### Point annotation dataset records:

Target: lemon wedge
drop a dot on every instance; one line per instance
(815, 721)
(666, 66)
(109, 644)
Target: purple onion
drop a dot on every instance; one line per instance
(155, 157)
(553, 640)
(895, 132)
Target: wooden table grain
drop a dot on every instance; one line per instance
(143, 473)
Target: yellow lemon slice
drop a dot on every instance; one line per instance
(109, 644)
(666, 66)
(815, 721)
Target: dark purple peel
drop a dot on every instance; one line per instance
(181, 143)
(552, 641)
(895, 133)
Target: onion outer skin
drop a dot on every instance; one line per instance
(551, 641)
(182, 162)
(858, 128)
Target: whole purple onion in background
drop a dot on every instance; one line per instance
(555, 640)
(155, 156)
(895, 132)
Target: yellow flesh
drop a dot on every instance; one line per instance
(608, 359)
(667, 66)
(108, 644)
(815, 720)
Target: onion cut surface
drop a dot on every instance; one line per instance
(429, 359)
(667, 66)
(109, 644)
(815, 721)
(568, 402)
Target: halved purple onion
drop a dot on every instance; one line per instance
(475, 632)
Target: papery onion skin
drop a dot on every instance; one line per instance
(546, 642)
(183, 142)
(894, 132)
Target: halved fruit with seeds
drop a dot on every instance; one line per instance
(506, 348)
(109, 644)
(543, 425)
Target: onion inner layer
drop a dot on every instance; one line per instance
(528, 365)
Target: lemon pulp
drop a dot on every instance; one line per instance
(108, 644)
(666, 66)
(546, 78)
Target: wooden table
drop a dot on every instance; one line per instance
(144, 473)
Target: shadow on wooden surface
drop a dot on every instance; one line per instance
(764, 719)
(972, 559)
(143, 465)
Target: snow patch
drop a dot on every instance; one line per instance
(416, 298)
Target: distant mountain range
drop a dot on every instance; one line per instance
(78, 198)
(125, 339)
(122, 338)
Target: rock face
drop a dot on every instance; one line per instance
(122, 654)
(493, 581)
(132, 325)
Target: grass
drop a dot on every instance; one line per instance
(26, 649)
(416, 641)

### Set task:
Rewrite the records above, swapping "drop a dot" for "place a dot" in every one and leaving everything else unchanged.

### Correct output:
Target: lemon wedge
place a dot on every instance; one line per instance
(815, 721)
(666, 66)
(109, 644)
Target: purple onion
place a dot on every instance; one line per instance
(155, 157)
(553, 640)
(895, 132)
Target: wooden table grain
place a dot on every instance; one line per instance
(143, 473)
Target: yellow lemon slice
place a dot on every instance; one line per instance
(109, 644)
(666, 66)
(815, 721)
Target: dark purple peel
place a dot on every instance; one line per instance
(181, 143)
(552, 641)
(895, 133)
Target: onion outer skin
place a dot on every instance; one line per instance
(551, 641)
(182, 162)
(858, 128)
Target: whole purple onion in background
place a dot on every instance; one line per instance
(555, 640)
(155, 156)
(895, 132)
Target: yellow flesh
place a dot on every instance; one line per instance
(608, 359)
(667, 66)
(108, 644)
(815, 720)
Target: onion cut surface
place a dot on every instance; one line per instance
(429, 359)
(667, 66)
(109, 644)
(815, 721)
(568, 402)
Target: halved purple onion
place a dot on every instance; one line per instance
(475, 632)
Target: papery onion skin
place a dot on every instance; one line per instance
(546, 642)
(183, 142)
(894, 132)
Target: halved fruit with seeds
place a dot on every instance; one line per instance
(506, 348)
(109, 644)
(543, 425)
Target: onion inner layer
place a dot on every instance; one line per instance
(528, 365)
Target: lemon pulp
place a dot on every instance; one line per instance
(108, 644)
(666, 66)
(546, 78)
Target: wooden table
place a dot on every instance; one line per instance
(144, 473)
Target: shadow on wooden surface
place a dot on every instance; one line per instance
(764, 719)
(972, 559)
(143, 465)
Target: snow patch
place a dot on every instance; one line per instance
(416, 298)
Target: distant mountain range
place a dot on every instance; one line per instance
(78, 198)
(125, 339)
(122, 338)
Target: rock face
place a dot on every instance; one line per instance
(122, 654)
(493, 581)
(132, 325)
Target: grass
place a dot on every instance; one line per instance
(26, 649)
(416, 641)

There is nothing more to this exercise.